Stored data entries

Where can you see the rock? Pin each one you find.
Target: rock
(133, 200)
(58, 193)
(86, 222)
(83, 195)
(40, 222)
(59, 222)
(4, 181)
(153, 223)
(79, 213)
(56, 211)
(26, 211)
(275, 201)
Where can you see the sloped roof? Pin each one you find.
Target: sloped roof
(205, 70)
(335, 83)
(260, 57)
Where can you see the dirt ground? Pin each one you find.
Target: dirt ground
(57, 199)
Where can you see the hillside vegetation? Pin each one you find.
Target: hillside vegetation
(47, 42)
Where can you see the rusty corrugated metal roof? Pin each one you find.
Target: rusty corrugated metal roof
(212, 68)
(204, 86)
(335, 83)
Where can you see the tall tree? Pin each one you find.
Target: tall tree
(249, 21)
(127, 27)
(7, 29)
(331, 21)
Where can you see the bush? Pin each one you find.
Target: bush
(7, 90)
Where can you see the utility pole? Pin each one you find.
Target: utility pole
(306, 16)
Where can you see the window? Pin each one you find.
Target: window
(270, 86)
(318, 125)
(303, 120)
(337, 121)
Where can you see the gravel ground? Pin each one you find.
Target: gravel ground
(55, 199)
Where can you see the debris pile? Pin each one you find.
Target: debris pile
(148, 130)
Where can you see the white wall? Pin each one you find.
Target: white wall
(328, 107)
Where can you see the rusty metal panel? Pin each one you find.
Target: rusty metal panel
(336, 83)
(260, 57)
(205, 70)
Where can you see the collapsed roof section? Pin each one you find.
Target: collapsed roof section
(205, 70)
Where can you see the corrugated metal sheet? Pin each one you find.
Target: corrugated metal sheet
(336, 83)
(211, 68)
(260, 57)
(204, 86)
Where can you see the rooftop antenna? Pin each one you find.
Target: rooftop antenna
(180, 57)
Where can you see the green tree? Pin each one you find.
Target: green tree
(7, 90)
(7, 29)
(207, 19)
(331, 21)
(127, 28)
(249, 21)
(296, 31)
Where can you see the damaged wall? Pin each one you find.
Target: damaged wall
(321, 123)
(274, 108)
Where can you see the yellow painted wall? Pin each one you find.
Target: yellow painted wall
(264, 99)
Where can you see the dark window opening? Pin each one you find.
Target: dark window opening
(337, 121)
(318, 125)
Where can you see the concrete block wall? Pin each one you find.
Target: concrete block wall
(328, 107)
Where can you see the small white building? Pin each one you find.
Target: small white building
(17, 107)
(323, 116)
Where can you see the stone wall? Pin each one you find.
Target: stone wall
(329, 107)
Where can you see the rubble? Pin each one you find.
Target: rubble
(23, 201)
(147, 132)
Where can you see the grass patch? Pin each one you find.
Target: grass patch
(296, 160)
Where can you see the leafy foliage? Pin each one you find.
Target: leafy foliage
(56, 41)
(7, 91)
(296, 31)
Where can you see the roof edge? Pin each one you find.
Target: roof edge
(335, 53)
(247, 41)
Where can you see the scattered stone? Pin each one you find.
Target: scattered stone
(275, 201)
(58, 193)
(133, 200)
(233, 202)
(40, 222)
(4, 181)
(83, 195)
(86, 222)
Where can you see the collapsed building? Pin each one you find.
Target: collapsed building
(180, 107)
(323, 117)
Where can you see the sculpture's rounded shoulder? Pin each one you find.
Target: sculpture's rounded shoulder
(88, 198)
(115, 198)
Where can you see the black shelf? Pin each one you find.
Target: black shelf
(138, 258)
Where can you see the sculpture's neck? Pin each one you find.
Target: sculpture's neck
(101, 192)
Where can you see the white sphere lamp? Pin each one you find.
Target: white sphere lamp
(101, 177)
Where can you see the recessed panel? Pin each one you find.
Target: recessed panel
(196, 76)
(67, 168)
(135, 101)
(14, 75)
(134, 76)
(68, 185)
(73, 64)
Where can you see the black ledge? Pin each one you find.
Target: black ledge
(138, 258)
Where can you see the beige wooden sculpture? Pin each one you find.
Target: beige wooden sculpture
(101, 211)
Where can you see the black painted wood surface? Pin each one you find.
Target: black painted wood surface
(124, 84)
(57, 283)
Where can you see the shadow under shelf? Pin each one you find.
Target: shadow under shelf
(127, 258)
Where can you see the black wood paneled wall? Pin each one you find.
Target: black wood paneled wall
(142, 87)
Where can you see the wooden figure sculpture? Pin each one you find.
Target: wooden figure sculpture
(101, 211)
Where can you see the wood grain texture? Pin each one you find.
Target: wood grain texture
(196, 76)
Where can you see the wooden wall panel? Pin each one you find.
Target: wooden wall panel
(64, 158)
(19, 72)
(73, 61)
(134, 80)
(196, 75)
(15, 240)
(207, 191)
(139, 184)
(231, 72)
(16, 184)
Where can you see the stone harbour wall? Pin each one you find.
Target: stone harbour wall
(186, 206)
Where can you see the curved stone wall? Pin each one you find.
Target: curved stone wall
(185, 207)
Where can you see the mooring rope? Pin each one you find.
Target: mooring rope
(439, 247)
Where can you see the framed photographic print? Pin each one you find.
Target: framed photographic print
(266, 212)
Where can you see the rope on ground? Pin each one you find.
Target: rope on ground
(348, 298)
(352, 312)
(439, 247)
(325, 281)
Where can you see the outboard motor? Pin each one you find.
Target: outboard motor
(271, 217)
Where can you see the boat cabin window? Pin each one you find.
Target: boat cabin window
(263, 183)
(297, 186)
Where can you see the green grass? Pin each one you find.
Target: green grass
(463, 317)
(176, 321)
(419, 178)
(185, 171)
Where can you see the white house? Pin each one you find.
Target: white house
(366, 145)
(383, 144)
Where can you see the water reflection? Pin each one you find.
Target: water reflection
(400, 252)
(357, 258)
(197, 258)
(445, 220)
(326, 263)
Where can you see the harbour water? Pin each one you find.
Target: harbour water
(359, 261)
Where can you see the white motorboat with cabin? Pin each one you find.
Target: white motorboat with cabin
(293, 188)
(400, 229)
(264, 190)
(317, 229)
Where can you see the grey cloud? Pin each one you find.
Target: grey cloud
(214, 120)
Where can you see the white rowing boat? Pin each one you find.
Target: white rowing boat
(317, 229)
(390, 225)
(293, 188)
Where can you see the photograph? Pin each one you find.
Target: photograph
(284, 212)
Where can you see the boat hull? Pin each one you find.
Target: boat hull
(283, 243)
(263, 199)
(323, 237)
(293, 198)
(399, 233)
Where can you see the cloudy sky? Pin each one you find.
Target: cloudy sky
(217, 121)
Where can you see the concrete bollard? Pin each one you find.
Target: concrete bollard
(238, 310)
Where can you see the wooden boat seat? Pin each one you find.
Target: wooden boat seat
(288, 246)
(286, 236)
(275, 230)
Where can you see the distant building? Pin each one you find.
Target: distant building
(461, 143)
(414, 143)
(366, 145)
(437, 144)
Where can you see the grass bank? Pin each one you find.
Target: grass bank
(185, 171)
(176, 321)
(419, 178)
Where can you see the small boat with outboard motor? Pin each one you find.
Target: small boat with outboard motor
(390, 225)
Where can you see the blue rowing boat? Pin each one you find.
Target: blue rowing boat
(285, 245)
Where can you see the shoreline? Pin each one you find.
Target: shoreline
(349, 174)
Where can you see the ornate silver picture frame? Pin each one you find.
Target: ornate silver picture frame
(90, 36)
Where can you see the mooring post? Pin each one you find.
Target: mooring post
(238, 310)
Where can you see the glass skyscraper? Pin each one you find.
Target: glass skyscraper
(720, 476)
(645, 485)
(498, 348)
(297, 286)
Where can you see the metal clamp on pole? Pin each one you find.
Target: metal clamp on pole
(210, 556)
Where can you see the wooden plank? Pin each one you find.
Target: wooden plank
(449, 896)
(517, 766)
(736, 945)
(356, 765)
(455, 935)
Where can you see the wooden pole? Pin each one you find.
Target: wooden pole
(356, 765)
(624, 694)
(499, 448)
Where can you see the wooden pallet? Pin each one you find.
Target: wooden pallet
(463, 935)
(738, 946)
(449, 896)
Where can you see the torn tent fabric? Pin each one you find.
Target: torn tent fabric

### Task requirements
Return word for word the line with "Target: concrete bollard" and every line after it through the end of the records above.

### Response box
Target: concrete bollard
(238, 310)
Where can you see the wooden boat seat? Pin each one you find.
Target: wooden boat seat
(288, 246)
(286, 236)
(275, 230)
Where can you see the distant building? Pin each one you find.
Target: distant building
(461, 143)
(414, 143)
(366, 145)
(437, 144)
Where can you see the grass bank? Pin each one you find.
Target: grass bank
(185, 171)
(176, 321)
(419, 178)
Where can you see the small boat with outboard motor? Pin each one you find.
Target: small boat with outboard motor
(390, 225)
Where can you see the blue rowing boat? Pin each one you find.
Target: blue rowing boat
(285, 245)
Where can you see the shoreline? Pin each one you find.
Target: shoreline
(349, 174)
Where can you see the ornate silver picture frame? Pin each one you find.
Target: ornate silver picture frame
(90, 36)
Where can you see the mooring post? Pin each one you find.
Target: mooring post
(238, 310)
Where can you see the glass skyscraper? Pin each one you find.
Target: glass skyscraper
(720, 476)
(645, 485)
(498, 348)
(297, 286)
Where can you see the metal clamp on pole? Pin each one you find.
Target: metal clamp on pole
(210, 556)
Where can you see the wooden plank? Pin each one you find.
Target: wooden plank
(449, 896)
(517, 766)
(736, 945)
(356, 765)
(455, 935)
Where can you see the wooden pole? Pin each one you find.
Target: wooden pole
(356, 765)
(624, 694)
(499, 448)
Where can you see the wooden pallet? Pin each one you find.
Target: wooden pallet
(463, 935)
(738, 946)
(449, 896)
Where can you see the torn tent fabric? Pin each one you find.
Target: torn tent fabric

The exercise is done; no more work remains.